Recorded information:
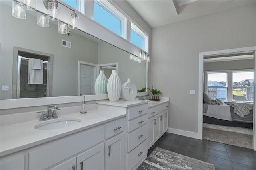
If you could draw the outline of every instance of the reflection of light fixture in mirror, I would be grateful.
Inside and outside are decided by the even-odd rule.
[[[55,1],[50,1],[48,6],[49,19],[54,21],[60,20],[60,6]]]
[[[76,14],[75,10],[74,12],[71,12],[68,27],[72,29],[78,29],[78,16]]]
[[[131,54],[130,54],[130,57],[129,57],[129,59],[130,60],[133,60],[134,59],[134,56]]]
[[[58,22],[58,32],[62,34],[66,34],[68,31],[68,25],[61,21]]]
[[[20,2],[22,4],[23,8],[29,10],[30,11],[34,11],[36,10],[35,0],[21,0]]]
[[[26,10],[22,8],[21,2],[18,2],[14,0],[12,2],[12,15],[20,19],[26,19]]]
[[[42,27],[49,27],[49,18],[44,14],[37,13],[37,25]]]

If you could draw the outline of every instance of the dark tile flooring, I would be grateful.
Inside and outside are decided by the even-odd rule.
[[[215,170],[256,170],[252,149],[166,132],[148,149],[148,156],[156,147],[214,164]]]

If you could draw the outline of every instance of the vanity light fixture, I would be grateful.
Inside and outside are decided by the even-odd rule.
[[[21,2],[18,2],[14,0],[12,2],[12,15],[20,19],[26,19],[26,10],[22,7]]]
[[[49,18],[44,14],[38,12],[37,25],[42,27],[49,27]]]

Description of the task:
Rewrite the whole listing, including the requests, but shift every polygon coordinate in the answers up by 126 and leave the pictures out.

Exercise response:
If you could draw the outline of every instance of the reflection of light fixture in mirror, I would be grateful.
Inside and outside are decided by the even-odd rule.
[[[181,127],[176,127],[174,132],[175,145],[180,147],[186,146],[186,132]]]
[[[202,140],[201,136],[200,138],[197,138],[194,153],[198,155],[204,155],[204,142]]]
[[[257,180],[256,180],[256,183],[255,183],[255,185],[256,186],[259,186],[260,185],[260,182]]]
[[[184,148],[184,158],[188,160],[192,160],[194,157],[194,151],[187,147]]]
[[[146,128],[148,130],[149,134],[155,136],[156,137],[160,137],[162,136],[161,126],[147,126]]]
[[[152,136],[148,134],[147,128],[144,128],[140,126],[138,128],[138,141],[146,145],[152,145]]]
[[[168,153],[175,153],[175,144],[170,140],[163,139],[163,151]]]

If you could draw the outline of every instance of the dark tile flooring, I would be grateful.
Inside and outside are decided by the even-odd rule.
[[[341,296],[382,296],[378,275],[292,258],[274,275],[274,282],[282,273],[340,290]]]

If you could draw the outline of every instance of the vanity light fixture, I would be grateful.
Inside and outside are decided by the even-odd rule.
[[[147,128],[144,128],[140,126],[138,128],[138,141],[146,145],[152,145],[152,136],[148,133]]]
[[[175,144],[170,140],[164,138],[163,151],[168,153],[175,153]]]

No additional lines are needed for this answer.